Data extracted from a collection
'''
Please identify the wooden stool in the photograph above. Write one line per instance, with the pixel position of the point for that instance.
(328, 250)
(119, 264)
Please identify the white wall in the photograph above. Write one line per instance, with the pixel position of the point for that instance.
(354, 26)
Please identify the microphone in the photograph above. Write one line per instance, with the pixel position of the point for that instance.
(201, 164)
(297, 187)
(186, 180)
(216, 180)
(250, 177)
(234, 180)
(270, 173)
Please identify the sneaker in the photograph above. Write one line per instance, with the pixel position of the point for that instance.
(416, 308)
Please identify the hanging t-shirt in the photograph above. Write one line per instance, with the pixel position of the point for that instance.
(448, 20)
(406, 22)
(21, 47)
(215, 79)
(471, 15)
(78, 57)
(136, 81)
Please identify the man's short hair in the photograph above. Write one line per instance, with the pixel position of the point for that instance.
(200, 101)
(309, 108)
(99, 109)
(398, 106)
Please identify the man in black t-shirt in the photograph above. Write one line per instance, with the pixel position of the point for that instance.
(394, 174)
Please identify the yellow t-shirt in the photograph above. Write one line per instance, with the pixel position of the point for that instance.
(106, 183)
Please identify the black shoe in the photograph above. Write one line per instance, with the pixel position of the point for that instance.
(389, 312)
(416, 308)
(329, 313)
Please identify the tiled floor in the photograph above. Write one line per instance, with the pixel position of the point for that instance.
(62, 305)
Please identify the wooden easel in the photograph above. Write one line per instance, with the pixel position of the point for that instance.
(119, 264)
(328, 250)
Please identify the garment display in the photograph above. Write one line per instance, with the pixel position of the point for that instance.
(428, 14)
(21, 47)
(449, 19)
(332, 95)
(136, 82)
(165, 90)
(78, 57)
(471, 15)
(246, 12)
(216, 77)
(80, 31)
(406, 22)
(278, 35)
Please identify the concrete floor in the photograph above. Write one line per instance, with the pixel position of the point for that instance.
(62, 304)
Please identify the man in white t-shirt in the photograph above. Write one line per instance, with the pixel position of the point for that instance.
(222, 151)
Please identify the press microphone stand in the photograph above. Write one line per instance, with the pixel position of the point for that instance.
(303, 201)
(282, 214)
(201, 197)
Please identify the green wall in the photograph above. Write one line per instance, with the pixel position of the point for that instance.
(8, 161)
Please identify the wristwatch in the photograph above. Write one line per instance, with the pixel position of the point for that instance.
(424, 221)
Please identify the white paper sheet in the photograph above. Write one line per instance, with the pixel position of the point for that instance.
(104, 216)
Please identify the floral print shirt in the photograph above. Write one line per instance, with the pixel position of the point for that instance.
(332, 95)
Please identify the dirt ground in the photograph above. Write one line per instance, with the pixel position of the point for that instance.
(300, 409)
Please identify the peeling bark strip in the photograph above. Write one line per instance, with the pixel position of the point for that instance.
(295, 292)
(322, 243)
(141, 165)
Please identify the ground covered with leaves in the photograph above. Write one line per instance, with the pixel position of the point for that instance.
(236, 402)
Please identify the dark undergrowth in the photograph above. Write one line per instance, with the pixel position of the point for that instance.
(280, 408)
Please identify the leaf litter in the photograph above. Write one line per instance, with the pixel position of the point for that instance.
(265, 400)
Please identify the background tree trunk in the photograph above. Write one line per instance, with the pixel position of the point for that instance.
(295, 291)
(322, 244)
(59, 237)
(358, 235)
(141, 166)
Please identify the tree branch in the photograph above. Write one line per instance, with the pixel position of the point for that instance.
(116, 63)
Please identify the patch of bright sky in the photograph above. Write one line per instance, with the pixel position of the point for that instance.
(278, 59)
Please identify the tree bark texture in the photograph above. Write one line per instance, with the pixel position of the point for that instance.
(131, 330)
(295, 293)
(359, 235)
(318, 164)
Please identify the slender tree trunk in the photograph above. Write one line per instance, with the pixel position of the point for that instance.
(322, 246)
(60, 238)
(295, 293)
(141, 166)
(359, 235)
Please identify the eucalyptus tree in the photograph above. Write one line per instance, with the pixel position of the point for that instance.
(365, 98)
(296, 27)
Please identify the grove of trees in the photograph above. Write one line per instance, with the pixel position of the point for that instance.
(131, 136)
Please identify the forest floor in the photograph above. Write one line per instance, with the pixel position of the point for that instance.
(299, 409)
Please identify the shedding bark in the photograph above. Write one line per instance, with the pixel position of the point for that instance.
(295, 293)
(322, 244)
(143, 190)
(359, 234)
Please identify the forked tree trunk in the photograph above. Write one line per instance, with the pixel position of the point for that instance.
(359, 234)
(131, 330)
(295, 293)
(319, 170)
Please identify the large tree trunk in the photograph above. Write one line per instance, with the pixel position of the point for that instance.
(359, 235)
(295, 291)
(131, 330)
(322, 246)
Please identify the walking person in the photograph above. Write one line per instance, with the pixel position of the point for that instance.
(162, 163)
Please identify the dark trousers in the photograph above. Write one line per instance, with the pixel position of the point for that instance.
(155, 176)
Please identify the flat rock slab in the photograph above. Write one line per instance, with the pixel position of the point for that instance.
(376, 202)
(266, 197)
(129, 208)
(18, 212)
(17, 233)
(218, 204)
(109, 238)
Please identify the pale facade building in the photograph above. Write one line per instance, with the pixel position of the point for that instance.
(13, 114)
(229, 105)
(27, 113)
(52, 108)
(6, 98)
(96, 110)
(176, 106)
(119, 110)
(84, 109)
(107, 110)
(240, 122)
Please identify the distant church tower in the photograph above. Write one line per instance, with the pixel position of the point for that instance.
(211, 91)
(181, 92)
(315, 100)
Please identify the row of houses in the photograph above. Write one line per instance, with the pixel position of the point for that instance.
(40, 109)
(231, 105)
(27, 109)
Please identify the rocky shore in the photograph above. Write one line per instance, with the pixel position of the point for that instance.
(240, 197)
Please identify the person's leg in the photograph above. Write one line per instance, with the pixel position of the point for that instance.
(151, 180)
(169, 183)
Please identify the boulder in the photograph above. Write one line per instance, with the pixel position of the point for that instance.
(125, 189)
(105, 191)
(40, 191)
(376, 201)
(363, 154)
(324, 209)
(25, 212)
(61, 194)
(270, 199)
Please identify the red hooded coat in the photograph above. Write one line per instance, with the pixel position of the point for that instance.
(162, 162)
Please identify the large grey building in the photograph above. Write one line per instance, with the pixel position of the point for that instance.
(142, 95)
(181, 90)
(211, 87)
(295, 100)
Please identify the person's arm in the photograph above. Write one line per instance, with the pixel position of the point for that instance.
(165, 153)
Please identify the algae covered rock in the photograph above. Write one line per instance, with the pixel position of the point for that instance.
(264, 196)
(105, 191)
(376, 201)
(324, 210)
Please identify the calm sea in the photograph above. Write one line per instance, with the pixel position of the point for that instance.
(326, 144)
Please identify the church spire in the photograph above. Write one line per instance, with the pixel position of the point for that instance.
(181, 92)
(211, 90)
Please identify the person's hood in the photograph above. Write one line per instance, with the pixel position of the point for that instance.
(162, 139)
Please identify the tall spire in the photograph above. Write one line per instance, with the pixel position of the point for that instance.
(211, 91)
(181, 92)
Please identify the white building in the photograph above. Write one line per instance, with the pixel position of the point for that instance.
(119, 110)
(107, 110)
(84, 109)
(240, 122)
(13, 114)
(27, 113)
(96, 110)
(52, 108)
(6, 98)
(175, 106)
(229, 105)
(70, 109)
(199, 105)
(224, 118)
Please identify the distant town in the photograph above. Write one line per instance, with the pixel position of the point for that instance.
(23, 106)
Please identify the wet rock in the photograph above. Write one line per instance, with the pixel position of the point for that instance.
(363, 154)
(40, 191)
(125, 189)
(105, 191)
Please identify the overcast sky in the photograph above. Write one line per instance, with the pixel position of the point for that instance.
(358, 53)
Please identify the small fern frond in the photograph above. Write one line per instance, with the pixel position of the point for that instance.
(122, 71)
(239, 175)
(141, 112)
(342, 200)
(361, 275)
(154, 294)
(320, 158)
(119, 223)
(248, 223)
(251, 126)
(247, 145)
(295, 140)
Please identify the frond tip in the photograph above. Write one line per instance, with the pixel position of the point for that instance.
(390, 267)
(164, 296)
'''
### What is required
Repeat exactly the lines from the line containing "Please identify the church" through the end of the listing above; both boundary lines are part of the output.

### Correct output
Please identify the church spire in the photograph above. Write one line per instance, with the pixel position of the point for that instance.
(181, 92)
(211, 90)
Please identify the person's hood in the photograph above. Write one line per instance, with the pixel position of the point for that instance.
(162, 139)
Please identify the tall spire in the photograph above. Write one line per instance, with the pixel position of the point for that instance.
(211, 91)
(181, 92)
Please identify the white building in the photograph above. Write one line per instance, with the pixel position of the point for that instance.
(119, 110)
(107, 110)
(84, 109)
(240, 122)
(13, 114)
(27, 113)
(96, 110)
(52, 108)
(6, 98)
(175, 106)
(229, 105)
(70, 109)
(199, 105)
(224, 118)
Please identify the distant town in the photograph above. Write one line per instance, with the pixel position of the point for that instance.
(23, 106)
Please identify the wet rock in the photograph above. Write one line per instance, with the pixel position of the point for that instance.
(363, 154)
(40, 191)
(125, 189)
(105, 191)
Please identify the overcast sky in the photograph above. Write one line per instance, with the pixel position of the point for that instance.
(358, 53)
Please identify the small fern frond in the photograph above. Write one line per instance, with the pixel position of the point for that instance.
(122, 71)
(239, 175)
(141, 112)
(342, 200)
(361, 275)
(154, 294)
(320, 158)
(119, 223)
(248, 223)
(251, 126)
(247, 145)
(295, 140)
Please identify the frond tip in the photograph above. Write one line per instance, with the pixel position of the point for that instance.
(390, 267)
(164, 296)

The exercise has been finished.